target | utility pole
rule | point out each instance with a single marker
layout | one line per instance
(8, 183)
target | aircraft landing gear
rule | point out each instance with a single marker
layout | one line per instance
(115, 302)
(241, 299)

EXERCISE OBJECTIVE
Revise the records above by replacing every "a single marker" with "one dot", leaving everything else the same.

TASK ANSWER
target | utility pole
rule | point out each instance with one dot
layout | one line per instance
(8, 183)
target | aircraft landing gear
rule | point out each instance with one dot
layout | one line per instance
(115, 302)
(241, 299)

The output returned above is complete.